*** Supplied material ***

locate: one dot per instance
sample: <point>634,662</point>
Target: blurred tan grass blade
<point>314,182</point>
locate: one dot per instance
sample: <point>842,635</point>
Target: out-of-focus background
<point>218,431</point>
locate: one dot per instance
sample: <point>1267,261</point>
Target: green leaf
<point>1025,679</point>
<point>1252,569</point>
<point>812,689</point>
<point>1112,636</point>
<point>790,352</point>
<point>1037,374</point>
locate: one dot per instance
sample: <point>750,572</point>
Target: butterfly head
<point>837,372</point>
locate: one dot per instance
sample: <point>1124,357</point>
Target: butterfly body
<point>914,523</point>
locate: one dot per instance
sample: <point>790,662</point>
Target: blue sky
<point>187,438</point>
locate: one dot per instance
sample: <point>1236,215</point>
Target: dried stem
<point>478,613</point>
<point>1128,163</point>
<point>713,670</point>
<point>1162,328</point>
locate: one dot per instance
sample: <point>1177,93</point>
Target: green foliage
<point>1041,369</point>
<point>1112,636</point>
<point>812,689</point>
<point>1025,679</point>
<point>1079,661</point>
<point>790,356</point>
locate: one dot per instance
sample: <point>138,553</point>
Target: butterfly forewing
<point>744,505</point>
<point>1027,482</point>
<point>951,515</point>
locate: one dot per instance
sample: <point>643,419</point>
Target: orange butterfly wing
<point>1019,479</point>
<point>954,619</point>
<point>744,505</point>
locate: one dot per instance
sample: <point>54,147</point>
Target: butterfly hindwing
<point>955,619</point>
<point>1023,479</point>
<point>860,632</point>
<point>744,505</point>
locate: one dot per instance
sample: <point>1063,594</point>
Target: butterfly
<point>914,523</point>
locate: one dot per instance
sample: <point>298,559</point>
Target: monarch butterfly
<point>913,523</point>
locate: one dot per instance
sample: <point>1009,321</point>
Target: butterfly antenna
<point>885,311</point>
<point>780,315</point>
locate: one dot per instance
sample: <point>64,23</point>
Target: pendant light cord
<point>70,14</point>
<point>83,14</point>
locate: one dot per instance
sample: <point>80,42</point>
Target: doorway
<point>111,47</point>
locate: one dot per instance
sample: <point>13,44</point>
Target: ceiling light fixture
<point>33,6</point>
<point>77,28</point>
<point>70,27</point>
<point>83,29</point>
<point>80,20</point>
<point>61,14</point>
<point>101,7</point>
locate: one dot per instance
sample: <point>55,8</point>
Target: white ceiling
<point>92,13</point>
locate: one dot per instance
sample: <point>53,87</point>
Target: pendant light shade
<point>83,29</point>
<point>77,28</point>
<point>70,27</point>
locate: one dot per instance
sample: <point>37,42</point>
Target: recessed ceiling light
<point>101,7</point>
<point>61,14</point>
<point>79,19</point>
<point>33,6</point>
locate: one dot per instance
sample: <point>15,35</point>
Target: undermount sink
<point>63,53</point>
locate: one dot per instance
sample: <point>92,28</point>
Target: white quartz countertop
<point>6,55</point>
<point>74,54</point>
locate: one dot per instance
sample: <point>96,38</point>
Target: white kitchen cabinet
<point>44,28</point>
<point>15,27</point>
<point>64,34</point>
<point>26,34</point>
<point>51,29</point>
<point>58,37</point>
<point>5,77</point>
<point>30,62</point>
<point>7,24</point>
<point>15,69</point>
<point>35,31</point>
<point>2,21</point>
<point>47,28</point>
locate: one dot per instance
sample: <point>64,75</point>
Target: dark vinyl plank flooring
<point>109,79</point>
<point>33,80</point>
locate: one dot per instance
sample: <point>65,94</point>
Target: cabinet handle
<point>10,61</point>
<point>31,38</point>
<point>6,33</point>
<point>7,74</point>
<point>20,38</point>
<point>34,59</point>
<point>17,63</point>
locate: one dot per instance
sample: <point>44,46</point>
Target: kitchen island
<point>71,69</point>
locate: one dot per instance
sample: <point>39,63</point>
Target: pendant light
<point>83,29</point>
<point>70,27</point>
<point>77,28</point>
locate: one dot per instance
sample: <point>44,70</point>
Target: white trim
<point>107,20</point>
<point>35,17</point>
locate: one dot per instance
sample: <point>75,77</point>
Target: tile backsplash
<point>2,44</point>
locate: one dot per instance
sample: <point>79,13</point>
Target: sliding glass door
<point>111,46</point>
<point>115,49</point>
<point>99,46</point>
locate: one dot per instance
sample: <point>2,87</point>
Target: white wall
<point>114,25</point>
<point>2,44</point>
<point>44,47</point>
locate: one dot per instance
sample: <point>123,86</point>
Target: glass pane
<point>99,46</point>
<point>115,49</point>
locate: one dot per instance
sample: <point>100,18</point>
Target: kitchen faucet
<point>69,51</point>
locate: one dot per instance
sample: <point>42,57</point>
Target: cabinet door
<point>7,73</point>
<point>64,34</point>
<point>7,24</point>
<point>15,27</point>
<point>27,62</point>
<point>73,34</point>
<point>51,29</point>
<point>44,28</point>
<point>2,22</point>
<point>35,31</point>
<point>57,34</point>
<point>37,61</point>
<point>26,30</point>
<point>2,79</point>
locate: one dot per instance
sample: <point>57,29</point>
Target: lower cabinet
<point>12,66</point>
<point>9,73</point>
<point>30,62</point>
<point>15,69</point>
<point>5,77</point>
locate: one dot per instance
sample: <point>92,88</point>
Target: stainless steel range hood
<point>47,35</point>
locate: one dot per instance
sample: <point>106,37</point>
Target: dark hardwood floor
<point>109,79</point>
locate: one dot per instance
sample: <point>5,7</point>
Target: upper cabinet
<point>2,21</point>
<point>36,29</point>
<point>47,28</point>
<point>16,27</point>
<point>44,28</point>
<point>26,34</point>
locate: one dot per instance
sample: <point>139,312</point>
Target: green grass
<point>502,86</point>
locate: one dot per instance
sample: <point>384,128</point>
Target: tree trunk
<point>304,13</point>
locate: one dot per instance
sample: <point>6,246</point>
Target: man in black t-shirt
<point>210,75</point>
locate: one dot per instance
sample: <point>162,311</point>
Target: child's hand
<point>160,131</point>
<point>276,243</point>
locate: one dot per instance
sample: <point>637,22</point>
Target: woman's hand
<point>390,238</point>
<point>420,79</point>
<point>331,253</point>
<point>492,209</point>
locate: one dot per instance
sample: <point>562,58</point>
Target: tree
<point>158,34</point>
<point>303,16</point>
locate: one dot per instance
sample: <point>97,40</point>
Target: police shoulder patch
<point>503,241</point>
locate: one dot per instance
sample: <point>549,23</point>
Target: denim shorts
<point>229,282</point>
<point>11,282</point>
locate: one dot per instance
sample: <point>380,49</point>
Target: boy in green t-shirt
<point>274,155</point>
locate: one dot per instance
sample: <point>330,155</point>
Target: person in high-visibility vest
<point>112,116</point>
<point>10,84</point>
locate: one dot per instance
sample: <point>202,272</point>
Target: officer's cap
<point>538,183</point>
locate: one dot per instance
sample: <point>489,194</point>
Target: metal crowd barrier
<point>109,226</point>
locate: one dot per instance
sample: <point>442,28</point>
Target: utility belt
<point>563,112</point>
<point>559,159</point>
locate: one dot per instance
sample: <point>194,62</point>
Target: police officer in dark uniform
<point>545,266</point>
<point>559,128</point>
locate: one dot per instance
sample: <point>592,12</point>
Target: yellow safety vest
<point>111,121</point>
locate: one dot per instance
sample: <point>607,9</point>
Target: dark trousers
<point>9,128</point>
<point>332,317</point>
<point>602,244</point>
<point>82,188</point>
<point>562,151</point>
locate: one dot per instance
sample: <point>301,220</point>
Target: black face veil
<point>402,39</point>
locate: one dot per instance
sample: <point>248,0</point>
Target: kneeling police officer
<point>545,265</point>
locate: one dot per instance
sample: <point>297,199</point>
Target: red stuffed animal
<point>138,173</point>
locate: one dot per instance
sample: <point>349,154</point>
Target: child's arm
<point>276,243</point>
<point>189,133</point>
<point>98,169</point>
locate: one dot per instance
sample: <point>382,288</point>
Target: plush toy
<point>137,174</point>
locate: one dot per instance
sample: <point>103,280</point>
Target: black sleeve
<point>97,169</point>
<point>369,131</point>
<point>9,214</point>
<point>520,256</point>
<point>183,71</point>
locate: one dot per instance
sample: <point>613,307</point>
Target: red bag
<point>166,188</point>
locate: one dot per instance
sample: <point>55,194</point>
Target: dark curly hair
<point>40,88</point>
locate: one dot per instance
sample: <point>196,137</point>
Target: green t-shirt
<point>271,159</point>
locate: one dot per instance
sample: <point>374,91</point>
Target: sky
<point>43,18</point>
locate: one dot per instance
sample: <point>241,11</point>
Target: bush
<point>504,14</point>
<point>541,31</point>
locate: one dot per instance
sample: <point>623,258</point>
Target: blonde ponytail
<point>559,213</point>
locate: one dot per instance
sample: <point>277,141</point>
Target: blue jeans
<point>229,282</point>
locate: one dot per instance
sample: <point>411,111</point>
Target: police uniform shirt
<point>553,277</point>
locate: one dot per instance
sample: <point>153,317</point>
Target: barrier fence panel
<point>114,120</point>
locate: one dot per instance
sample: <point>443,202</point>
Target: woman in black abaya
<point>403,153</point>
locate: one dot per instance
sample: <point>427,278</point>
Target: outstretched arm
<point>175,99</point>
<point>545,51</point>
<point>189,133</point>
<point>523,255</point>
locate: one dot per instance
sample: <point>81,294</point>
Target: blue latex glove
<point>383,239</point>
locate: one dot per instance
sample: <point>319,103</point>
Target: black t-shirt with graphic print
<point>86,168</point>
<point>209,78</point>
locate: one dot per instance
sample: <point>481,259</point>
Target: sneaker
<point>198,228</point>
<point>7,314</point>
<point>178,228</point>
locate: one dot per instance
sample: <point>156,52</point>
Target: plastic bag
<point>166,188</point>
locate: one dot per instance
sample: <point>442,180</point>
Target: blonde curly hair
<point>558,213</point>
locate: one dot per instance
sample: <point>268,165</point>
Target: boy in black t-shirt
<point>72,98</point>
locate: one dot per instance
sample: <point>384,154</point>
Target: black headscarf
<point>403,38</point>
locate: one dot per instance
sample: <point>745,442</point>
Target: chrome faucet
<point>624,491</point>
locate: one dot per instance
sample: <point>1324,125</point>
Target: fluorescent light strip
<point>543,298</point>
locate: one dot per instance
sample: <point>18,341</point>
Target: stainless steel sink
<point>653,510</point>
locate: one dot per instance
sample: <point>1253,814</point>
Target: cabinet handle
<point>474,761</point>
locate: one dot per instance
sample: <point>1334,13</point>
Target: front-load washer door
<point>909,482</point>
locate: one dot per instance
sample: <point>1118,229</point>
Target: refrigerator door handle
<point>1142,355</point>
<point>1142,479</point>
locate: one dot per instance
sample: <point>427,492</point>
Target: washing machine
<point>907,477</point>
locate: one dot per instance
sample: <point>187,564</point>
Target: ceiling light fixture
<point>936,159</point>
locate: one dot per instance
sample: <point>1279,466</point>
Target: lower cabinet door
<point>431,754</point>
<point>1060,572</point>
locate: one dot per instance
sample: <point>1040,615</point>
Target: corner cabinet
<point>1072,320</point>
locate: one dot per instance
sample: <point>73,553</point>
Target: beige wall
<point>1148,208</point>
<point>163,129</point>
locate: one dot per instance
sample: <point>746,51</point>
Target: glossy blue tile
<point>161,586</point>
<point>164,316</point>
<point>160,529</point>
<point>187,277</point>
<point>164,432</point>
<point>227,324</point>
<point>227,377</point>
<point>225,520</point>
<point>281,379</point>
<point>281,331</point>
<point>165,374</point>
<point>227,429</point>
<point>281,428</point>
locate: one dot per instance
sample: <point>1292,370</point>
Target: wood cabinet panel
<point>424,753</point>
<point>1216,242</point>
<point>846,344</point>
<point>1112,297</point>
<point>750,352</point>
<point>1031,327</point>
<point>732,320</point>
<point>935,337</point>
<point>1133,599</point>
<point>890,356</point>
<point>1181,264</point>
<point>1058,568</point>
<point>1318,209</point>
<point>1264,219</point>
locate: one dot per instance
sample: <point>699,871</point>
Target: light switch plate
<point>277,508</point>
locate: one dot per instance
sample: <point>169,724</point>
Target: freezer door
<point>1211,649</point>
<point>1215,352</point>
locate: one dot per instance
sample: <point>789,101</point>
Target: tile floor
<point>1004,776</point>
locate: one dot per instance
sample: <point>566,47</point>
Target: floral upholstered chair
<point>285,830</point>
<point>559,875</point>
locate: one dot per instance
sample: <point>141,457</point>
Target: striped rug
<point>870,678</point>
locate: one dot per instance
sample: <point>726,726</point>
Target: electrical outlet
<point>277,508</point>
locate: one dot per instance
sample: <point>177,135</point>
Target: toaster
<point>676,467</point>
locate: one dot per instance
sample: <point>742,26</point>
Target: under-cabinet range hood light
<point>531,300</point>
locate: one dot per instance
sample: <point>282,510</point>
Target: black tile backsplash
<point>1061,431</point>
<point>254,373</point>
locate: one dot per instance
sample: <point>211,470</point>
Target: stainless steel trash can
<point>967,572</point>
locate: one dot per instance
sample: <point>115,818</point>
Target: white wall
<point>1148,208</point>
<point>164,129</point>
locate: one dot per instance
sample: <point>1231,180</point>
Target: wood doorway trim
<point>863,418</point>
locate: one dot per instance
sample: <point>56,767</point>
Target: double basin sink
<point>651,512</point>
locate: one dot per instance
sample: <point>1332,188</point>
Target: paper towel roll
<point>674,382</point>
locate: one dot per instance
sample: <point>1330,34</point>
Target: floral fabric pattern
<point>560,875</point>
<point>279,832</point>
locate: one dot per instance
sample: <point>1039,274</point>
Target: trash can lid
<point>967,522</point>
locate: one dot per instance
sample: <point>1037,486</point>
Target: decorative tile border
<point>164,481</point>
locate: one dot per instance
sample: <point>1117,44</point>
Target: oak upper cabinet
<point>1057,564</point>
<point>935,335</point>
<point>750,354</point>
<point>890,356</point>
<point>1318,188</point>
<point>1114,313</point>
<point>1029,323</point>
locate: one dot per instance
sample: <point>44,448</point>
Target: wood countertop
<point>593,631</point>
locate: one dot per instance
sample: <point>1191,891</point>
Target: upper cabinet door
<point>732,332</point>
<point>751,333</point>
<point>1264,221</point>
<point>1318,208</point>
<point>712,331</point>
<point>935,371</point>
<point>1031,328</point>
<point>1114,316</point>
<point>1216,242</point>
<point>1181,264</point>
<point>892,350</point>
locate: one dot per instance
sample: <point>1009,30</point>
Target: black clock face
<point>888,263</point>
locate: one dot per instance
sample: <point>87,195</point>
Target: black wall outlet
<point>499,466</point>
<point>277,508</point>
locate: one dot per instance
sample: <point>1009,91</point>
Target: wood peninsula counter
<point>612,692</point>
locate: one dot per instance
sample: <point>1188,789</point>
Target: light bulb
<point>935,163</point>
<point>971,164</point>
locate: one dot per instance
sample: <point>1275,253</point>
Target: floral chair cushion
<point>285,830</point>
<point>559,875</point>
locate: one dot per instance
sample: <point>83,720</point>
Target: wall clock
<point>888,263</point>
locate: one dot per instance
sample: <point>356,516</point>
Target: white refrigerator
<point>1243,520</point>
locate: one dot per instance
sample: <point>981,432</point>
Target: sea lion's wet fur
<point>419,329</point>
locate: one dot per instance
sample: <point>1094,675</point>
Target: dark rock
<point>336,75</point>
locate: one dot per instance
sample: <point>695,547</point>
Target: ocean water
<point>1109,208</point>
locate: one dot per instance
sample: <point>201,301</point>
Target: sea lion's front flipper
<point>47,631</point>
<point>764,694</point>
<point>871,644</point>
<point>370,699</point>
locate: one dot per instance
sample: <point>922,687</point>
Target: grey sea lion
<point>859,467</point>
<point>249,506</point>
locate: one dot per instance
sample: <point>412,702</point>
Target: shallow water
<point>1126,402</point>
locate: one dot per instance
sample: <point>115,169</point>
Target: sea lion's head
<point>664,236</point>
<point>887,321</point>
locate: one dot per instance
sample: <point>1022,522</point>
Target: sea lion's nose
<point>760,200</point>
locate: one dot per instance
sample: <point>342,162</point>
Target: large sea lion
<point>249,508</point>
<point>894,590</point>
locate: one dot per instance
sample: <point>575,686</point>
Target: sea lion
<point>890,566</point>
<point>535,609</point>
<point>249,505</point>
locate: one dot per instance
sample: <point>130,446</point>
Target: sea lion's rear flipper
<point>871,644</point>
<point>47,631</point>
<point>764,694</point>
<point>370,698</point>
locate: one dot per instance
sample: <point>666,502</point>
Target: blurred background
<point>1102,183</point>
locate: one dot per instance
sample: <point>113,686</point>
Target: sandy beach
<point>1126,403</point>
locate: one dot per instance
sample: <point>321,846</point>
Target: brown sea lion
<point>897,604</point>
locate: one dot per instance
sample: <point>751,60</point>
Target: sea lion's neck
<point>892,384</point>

***

* Objective: Identify each line in the listing that contains the word "countertop", and copy those lines in full.

* Output of the exercise:
Target: white quartz countertop
Target: wood countertop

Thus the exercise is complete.